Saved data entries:

----

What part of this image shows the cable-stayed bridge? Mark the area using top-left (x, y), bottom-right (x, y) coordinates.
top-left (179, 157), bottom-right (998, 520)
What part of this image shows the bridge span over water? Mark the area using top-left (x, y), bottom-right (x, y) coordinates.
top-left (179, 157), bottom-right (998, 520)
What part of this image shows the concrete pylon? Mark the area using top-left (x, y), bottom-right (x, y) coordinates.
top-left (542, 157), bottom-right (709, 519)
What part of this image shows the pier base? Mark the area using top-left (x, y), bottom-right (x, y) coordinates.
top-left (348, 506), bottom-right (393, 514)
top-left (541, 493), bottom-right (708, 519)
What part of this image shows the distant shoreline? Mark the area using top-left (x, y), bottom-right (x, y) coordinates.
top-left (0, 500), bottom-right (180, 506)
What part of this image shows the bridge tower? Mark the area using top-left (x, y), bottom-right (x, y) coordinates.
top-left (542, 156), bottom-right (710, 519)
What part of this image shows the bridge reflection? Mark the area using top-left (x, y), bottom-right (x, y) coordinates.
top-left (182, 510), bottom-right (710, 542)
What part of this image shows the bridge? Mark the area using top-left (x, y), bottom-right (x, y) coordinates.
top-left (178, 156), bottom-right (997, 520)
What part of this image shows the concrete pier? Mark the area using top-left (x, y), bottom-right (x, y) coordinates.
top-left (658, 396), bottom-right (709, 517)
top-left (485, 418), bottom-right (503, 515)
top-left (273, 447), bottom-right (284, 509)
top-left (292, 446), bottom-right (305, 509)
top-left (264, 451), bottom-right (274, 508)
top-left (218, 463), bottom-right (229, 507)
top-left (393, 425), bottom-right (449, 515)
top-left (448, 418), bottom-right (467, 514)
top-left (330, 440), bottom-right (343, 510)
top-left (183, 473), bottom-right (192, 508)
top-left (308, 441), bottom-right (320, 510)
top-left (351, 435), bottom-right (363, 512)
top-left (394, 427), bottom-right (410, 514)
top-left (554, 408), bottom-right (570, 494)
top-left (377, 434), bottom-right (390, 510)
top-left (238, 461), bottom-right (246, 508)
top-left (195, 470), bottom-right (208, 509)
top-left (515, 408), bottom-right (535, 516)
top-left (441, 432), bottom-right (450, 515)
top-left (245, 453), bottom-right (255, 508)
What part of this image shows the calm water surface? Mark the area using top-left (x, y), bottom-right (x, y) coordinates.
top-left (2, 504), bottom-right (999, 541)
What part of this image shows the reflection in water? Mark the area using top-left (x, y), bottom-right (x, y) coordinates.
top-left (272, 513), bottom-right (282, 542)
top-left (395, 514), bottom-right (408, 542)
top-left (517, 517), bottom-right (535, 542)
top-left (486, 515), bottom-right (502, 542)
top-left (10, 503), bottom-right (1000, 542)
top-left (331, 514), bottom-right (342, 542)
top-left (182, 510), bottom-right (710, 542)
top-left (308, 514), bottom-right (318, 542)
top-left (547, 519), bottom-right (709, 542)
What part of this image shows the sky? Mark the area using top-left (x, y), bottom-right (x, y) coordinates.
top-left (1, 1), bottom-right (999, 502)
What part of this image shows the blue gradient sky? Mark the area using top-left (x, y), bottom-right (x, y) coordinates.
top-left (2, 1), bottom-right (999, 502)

----

ASSIGNMENT:
Write out the data above again, word for word.

SOLUTION BELOW:
What part of this image shows the cable-stayed bridge? Mark the area using top-left (x, y), bottom-right (x, y) coordinates.
top-left (179, 157), bottom-right (998, 520)
What part of this image shows the bridge span over water? Mark the area using top-left (x, y), bottom-right (x, y) coordinates.
top-left (179, 157), bottom-right (998, 520)
What part of this image shows the concrete pylon? Mark the area using top-left (x, y), bottom-right (x, y) coordinates.
top-left (542, 157), bottom-right (709, 519)
What part of this image shows the pier base? Mark the area using top-left (x, y), bottom-right (x, y) coordinates.
top-left (348, 506), bottom-right (393, 514)
top-left (541, 493), bottom-right (708, 519)
What part of this image shows the distant shoreline? Mark the area using top-left (x, y), bottom-right (x, y) coordinates.
top-left (0, 500), bottom-right (180, 506)
What part of this image shows the bridge tower? Mark the area using top-left (x, y), bottom-right (x, y) coordinates.
top-left (542, 156), bottom-right (710, 519)
What part of this image shows the bridge reflection? Mark the area using top-left (x, y), bottom-right (x, y) coordinates.
top-left (182, 510), bottom-right (710, 542)
What part of this image shows the bridge? Mark the area using top-left (x, y), bottom-right (x, y) coordinates.
top-left (178, 156), bottom-right (997, 520)
What part of this image shows the concrete pier? Mark the area using top-left (x, y), bottom-right (x, y) coordinates.
top-left (658, 396), bottom-right (709, 517)
top-left (485, 418), bottom-right (503, 515)
top-left (273, 447), bottom-right (284, 509)
top-left (292, 446), bottom-right (305, 509)
top-left (264, 451), bottom-right (274, 508)
top-left (218, 463), bottom-right (229, 507)
top-left (393, 425), bottom-right (449, 515)
top-left (448, 418), bottom-right (467, 514)
top-left (330, 440), bottom-right (343, 510)
top-left (183, 473), bottom-right (192, 508)
top-left (308, 441), bottom-right (320, 510)
top-left (351, 435), bottom-right (363, 512)
top-left (394, 427), bottom-right (410, 514)
top-left (554, 408), bottom-right (570, 494)
top-left (377, 434), bottom-right (390, 510)
top-left (238, 461), bottom-right (246, 508)
top-left (195, 470), bottom-right (208, 509)
top-left (515, 408), bottom-right (535, 516)
top-left (441, 432), bottom-right (450, 515)
top-left (245, 453), bottom-right (255, 508)
What part of this image shows the calm water surface? Mark the area using top-left (x, y), bottom-right (x, y) coordinates.
top-left (2, 504), bottom-right (999, 541)
What part of this image shows the reflection in water? Mark the area using top-left (x, y), bottom-right (x, y) coordinates.
top-left (272, 513), bottom-right (282, 542)
top-left (395, 514), bottom-right (408, 542)
top-left (517, 517), bottom-right (535, 542)
top-left (486, 515), bottom-right (502, 542)
top-left (10, 503), bottom-right (1000, 542)
top-left (331, 514), bottom-right (342, 542)
top-left (182, 510), bottom-right (710, 542)
top-left (308, 514), bottom-right (318, 542)
top-left (547, 519), bottom-right (709, 542)
What part of this image shows the sky? Mark the area using top-left (x, y), bottom-right (x, y) coordinates.
top-left (1, 1), bottom-right (999, 502)
What part of this image shows the blue gradient sky? Mark the area using top-left (x, y), bottom-right (x, y) coordinates.
top-left (2, 1), bottom-right (999, 502)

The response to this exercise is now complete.